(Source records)
------------------------------------

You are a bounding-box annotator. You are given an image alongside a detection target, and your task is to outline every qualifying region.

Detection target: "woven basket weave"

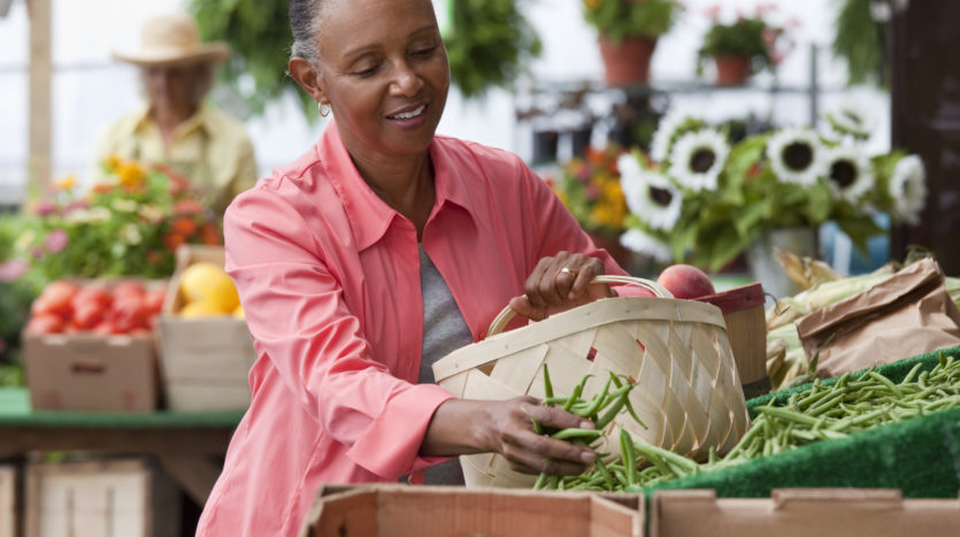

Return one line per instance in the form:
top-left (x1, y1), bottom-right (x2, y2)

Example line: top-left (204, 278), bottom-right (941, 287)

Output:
top-left (432, 275), bottom-right (750, 488)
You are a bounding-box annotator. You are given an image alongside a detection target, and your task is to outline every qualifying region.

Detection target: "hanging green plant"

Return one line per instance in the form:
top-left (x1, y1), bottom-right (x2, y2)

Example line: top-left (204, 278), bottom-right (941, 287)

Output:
top-left (832, 0), bottom-right (886, 85)
top-left (190, 0), bottom-right (541, 121)
top-left (445, 0), bottom-right (542, 99)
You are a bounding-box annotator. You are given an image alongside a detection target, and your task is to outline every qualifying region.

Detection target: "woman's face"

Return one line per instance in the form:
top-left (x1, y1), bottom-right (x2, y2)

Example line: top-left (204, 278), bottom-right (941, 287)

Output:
top-left (142, 63), bottom-right (206, 114)
top-left (315, 0), bottom-right (449, 160)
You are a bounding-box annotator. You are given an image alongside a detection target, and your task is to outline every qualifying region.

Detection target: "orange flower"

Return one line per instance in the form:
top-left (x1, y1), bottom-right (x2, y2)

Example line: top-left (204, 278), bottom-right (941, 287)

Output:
top-left (200, 222), bottom-right (222, 245)
top-left (172, 217), bottom-right (197, 236)
top-left (163, 232), bottom-right (186, 252)
top-left (105, 154), bottom-right (123, 173)
top-left (117, 162), bottom-right (145, 188)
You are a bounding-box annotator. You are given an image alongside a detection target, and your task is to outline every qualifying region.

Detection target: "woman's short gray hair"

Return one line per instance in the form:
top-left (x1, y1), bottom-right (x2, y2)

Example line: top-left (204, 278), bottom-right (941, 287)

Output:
top-left (289, 0), bottom-right (324, 65)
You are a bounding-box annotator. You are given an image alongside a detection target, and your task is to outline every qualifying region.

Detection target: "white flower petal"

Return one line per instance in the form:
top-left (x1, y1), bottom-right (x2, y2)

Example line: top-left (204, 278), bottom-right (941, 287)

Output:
top-left (890, 154), bottom-right (927, 224)
top-left (823, 145), bottom-right (874, 203)
top-left (824, 101), bottom-right (876, 139)
top-left (667, 129), bottom-right (729, 192)
top-left (650, 109), bottom-right (698, 162)
top-left (619, 229), bottom-right (673, 263)
top-left (767, 127), bottom-right (828, 186)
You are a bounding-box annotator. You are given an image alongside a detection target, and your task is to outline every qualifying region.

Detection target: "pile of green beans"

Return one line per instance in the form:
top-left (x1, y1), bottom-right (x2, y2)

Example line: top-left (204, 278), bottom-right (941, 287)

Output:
top-left (532, 366), bottom-right (646, 490)
top-left (546, 353), bottom-right (960, 492)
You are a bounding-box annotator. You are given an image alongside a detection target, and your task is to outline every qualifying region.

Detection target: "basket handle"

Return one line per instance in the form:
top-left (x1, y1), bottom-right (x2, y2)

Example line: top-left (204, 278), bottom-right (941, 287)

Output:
top-left (486, 275), bottom-right (673, 337)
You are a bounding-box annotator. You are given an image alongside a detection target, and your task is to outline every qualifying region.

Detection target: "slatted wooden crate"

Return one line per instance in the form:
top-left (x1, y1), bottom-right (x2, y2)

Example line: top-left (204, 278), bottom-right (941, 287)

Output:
top-left (25, 458), bottom-right (180, 537)
top-left (0, 465), bottom-right (15, 537)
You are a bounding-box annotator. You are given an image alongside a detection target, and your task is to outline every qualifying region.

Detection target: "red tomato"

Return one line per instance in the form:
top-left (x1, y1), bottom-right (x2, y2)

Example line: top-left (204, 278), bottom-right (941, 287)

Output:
top-left (71, 299), bottom-right (106, 330)
top-left (71, 286), bottom-right (112, 311)
top-left (91, 320), bottom-right (114, 336)
top-left (32, 280), bottom-right (79, 319)
top-left (110, 295), bottom-right (150, 333)
top-left (143, 288), bottom-right (166, 314)
top-left (112, 280), bottom-right (146, 300)
top-left (25, 313), bottom-right (65, 335)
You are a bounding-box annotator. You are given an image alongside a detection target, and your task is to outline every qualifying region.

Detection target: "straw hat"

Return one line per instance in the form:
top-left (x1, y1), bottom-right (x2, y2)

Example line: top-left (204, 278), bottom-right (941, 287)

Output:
top-left (112, 13), bottom-right (230, 67)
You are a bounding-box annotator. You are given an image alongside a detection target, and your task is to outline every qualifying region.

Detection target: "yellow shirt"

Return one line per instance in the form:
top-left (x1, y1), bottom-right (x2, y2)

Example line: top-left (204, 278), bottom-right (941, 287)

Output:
top-left (91, 104), bottom-right (259, 217)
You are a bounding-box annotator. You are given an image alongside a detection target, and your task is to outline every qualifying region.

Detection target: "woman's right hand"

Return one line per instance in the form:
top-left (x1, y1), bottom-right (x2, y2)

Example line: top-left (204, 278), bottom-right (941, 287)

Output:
top-left (422, 397), bottom-right (596, 476)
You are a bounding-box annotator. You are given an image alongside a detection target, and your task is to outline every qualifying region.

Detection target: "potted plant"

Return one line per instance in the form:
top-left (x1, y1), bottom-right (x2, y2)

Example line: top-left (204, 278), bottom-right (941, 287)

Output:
top-left (549, 144), bottom-right (633, 268)
top-left (582, 0), bottom-right (682, 86)
top-left (697, 4), bottom-right (795, 86)
top-left (617, 108), bottom-right (927, 296)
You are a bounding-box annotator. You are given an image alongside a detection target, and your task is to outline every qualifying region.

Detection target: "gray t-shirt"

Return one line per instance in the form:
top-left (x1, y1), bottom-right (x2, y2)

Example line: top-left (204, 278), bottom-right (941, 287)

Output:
top-left (417, 245), bottom-right (471, 485)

------------------------------------

Work instructions: Scan the data above line by line. Please say how many lines hold the word "green", and give only that number.

Answer to this task: 2